TO BE DONE:
a. Rewrite the records, starting at the very first line and ending at the line that contains "M272 169L272 173L273", replacing "curled dry leaf" with "withered brown leaf" and changing nothing else. Leave the pictures out of your answer.
b. Write the next part of the humorous essay about camouflage at the boat, gun, and RV show, picking up right after its final sentence.

PAGE EXTRACT:

The Invisible Man

Has anyone ever written about the slimming powers of camouflage?

No?

That’s good.  It has none.

The other Wal-Mart shoppers never see him coming.

The other Wal-Mart shoppers never see him coming.

It does, or so I’m told, have the ability to drastically reduce the chance one will be gored, trampled, or otherwise molested by a wide assortment of woodland creatures.  This is a definite plus for the weekend warrior crowd who are forever attempting to prove the superiority of the species while cowering in a tree stand.  But to speak of it – it being camouflage – as a fashion statement…  What it states, boldly, is that the beer-gutted wearer has pretty much given up all pretense of attracting a suitable mate.

In short, while the deer may lose the battle, they just might win the war.

While we’re discussing the future, or want of it, for our species, I’ve recently become aware of a locale where the above points on style need to be made – namely the local boat, gun, and RV show.  Making said points via Jumbo-tron, in addition to being ironically appropriate, would probably net the best ROI, but it isn’t my first choice.  Personally, I’d like to print the opening three lines of this piece and nail them to the front door of the convention center, but I’m not sure if either basic literacy or the ability to appreciate an allusion to Martin Luther can be expected in my target audience.  Based on my experiences, I’m thinking not.

If you think this is a history book…you might be a redneck.

If you think this is a history book…you might be a redneck.

Here the question arises as to what precisely I was doing in said environs, given that my first response upon encountering a squirrel, rabbit, or small dog is not, “I could shoot that and eat it,” accompanied by the sound of something ricocheting off a spittoon.  Well…correction – the dog sometimes sends the ol’ train of consciousness down those particular rails, but that’s usually because the dog is crapping in my azaleas and deserves to die.  No, my presence at the venue was tied up in the doings of some event organizer who had negotiated the temporary import of a couple dozen exotic animals.  Yes, you read that right.  Endangered species.  Readily available firearms.  Wisconsinites of dubious sobriety.  And last but not least, beer served right there at the event – serendipity or stupidity?  Only time and the local news would tell.

Yet before inebriation attempted to blend itself with a spontaneous exercise of second amendment rights, I had high hopes of using the fauna as a diversion for my daughter, who is approaching two and self-identifies as a guinea pig.  I saw the proceedings as an opportunity to either let her gape at strange and exotic creatures, hopefully prior to taxidermy, or as a chance to reunite her with her own kind – provided I could discretely pitch her into a pen without her mother noticing.

Hey – anyone else that has had any two-year-old in their care for any length of time has thought exactly the same thing.

Yet to return, after much meandering, to the subject of camouflage and what it will and will not do for its wearer: I’m convinced that if the RVs had been replaced with some sort of indoor forest, all the attendees still would have looked ridiculous – just fractionally less so.  Though camouflage was the unofficial dress code of the day, given the complete dearth of greenery, I found myself questioning if anyone actually understood how the fabric worked.  Or was the go-to assumption that it magically makes you invisible?  One oversized, camo-clad guy, manning some sort of hunting booth on a crowded exhibition floor, was blissfully sitting in a camouflage chair eating popcorn from a large tub.  He was shoving so much in his mouth at once that he had to hold the tub under his chin to catch what wouldn’t fit as it fell back into the tub.  It was hard not to stare – partially because he put off measureable units of gravity, but I’ll try to keep the fat jokes to a minimum…though such is difficult since the fat jokes practically write themselves.

GIVEN INFORMATION:
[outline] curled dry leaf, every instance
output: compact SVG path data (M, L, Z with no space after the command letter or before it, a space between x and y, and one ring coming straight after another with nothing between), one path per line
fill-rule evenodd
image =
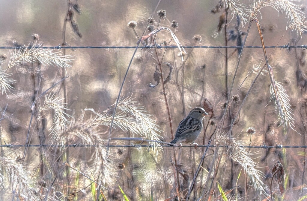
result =
M156 66L156 71L154 73L154 79L157 84L153 84L151 82L150 82L148 84L148 85L150 87L154 88L159 84L161 80L161 73L160 73L160 70L158 68L158 65Z
M272 169L272 173L273 175L272 179L273 180L274 176L276 177L277 184L279 184L279 191L282 194L285 192L285 184L284 183L284 177L285 177L285 169L279 161L278 161ZM271 183L272 182L271 181Z

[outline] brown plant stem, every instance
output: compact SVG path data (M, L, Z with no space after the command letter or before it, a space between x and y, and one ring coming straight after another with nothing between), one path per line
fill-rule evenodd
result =
M228 46L228 40L227 39L227 21L228 18L228 11L227 8L225 9L226 17L225 18L225 25L224 27L225 37L225 46ZM225 95L228 95L228 49L225 48Z

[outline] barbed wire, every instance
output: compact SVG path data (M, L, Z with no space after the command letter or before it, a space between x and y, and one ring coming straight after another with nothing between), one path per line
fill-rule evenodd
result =
M242 48L242 46L182 46L184 48ZM143 46L142 48L151 48L154 47L157 47L158 48L177 48L177 46L161 46L159 45L150 45ZM262 46L247 46L244 47L244 48L262 48ZM290 49L292 48L301 48L304 50L307 49L307 45L289 45L288 44L287 45L283 45L279 46L265 46L266 48L280 48L280 49ZM32 47L31 46L25 47L22 46L15 46L14 47L0 47L0 49L15 49L16 48L19 49L20 48L27 48L30 49L31 48L41 48L44 49L135 49L136 48L136 46L64 46L62 47L60 45L59 45L55 46L36 46L35 47Z
M142 144L134 144L132 143L130 145L110 145L110 147L154 147L152 145L142 145ZM3 147L6 148L12 148L15 147L60 147L61 145L59 144L6 144L0 145L0 147ZM66 147L95 147L96 145L89 145L89 144L67 144L64 145ZM173 146L170 146L169 145L161 145L161 147L169 147L172 148L173 147L179 147L180 146L178 145L175 145ZM198 147L216 147L217 145L199 145ZM220 145L220 147L223 147L224 146ZM195 146L194 145L186 145L180 146L181 147L195 147ZM270 148L275 148L276 149L281 149L282 148L307 148L307 146L284 146L281 144L277 145L274 146L269 146L264 144L263 145L259 146L241 146L240 147L245 148L253 148L257 149L269 149ZM107 146L106 146L107 147ZM225 147L228 147L228 146L225 146Z

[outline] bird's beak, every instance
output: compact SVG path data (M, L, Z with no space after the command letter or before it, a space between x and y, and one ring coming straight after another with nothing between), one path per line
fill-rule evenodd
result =
M208 114L207 113L205 112L205 113L202 114L201 116L203 116L204 117L205 117L205 116L209 116L209 114Z

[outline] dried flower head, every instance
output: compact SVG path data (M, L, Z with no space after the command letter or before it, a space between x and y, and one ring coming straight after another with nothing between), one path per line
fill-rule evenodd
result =
M117 150L117 154L121 155L124 153L124 151L125 151L122 148L119 148Z
M43 188L46 188L46 187L47 186L47 183L46 183L46 181L44 180L39 181L38 184Z
M126 165L123 163L121 163L118 164L118 168L119 169L123 169L126 167Z
M149 24L157 24L156 20L154 20L154 19L153 17L149 18L147 20L147 21L149 22Z
M222 104L222 108L223 109L226 109L226 106L227 105L227 102L225 101L225 102L223 102L223 104ZM229 105L228 105L228 108L230 108L231 106L231 104L230 104Z
M158 16L160 18L164 18L166 16L166 11L164 10L160 10L158 11Z
M181 51L181 52L179 52L177 54L177 55L178 57L181 57L181 56L185 56L187 55L187 53L184 51Z
M241 99L240 99L240 96L238 94L235 94L232 96L232 100L233 102L236 103L237 103L240 102Z
M0 60L1 61L3 61L6 60L7 58L7 56L5 54L3 54L2 55L0 55Z
M150 24L147 27L147 31L148 32L151 32L156 30L156 26L152 24Z
M249 127L246 129L246 133L248 135L255 134L256 133L256 129L253 127Z
M177 21L173 20L171 23L171 27L172 28L177 28L178 27L178 23Z
M201 41L201 36L200 35L195 35L193 37L193 39L197 43Z
M36 33L33 34L33 35L32 35L32 36L33 37L34 40L38 40L39 39L39 35L38 35L38 34Z
M22 162L23 160L23 158L20 155L18 155L15 158L15 160L17 162L20 163Z
M215 119L210 119L209 120L209 125L212 126L216 126L216 121Z
M131 28L135 28L138 26L138 23L135 21L130 21L128 22L127 25Z

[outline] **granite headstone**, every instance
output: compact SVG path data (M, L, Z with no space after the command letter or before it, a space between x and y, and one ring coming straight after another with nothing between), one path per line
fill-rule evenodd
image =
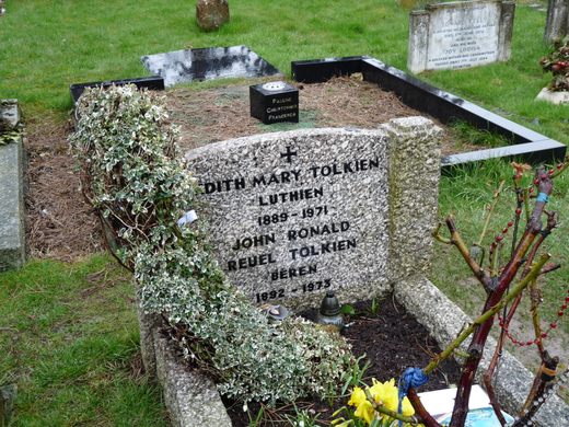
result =
M166 86L195 80L281 74L247 46L174 50L140 59L147 70L164 78Z
M407 68L421 72L508 60L514 10L513 1L477 0L411 12Z

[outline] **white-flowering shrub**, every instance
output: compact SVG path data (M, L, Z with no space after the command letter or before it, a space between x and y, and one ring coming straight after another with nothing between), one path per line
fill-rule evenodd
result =
M78 116L71 145L83 191L113 253L133 272L142 308L166 315L183 354L245 401L337 391L353 361L344 338L301 319L270 323L228 284L201 222L177 226L198 188L175 155L161 100L135 86L92 89Z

THE REPLIES:
a.
[outline] withered brown leaf, every instance
output: compact SVG path data (M, L, Z with no space after the command letter or before it, a space between x and y, and one ring coming straight after another with nothing between), one path per line
fill-rule evenodd
image =
result =
M156 66L156 71L154 73L154 79L157 84L153 84L151 82L150 82L148 84L148 85L150 87L154 88L159 84L161 80L161 73L160 73L160 70L158 68L158 65Z
M272 169L272 173L273 175L272 179L273 180L274 176L276 177L277 184L279 184L279 191L282 194L285 192L285 184L284 183L284 177L285 177L285 169L279 161L278 161ZM271 183L272 182L271 181Z

b.
My wife, whose knowledge of hunting starts and ends with Jane Austen novels where men with British accents and uncomfortably tight pants potter around for a couple hours before tea, expressed bemusement that it was a boat, gun, and RV show, as if the third was some sort of non-sequitur.  Despite all evidence to the contrary, she was laboring under the assumption that our woodlands were being depopulated by sinewy men with facial hair best described as “robust” and not those who could have served as stunt doubles for Rover in The Prisoner.

The Great White Hunter

The Great White Hunter

Needless to say, she knows better now.

Headed for Destruction

There is a class of people who come together once a year in the backwoods of Wisconsin to celebrate the three core tenets of their way of life.  First, that the best gas mileage can only be attained when ninety-five percent of one’s vehicle is made up of iron oxide. Second, the greatest, nay the only malted beverage fit for human consumption looks approximately the same at the moment of consumption as it will at the…erm…moment of discharge. And third, the path to universal enlightenment begins with the ceremonial adoption of the holy hairstyle – most often referred to as “the mullet.”

Joe Dirt

The only hairstyle with the ability to convey to one’s parents, “I’m sorry. You failed.”

As for the celebration itself, it begins at the county fair amidst the jubilant bantering and cooking of anything within arm’s reach that will fit in an industrial fryer. As for where it ends, the restroom or the arrival of the county health inspector might seem like the obvious answer.  However, the event’s climax actually occurs in yon outdoor arena where the crash and roar of automobiles locked in mortal combat nearly equals the gastrointestinal battle between deep fried cheese curds and one’s intestinal track.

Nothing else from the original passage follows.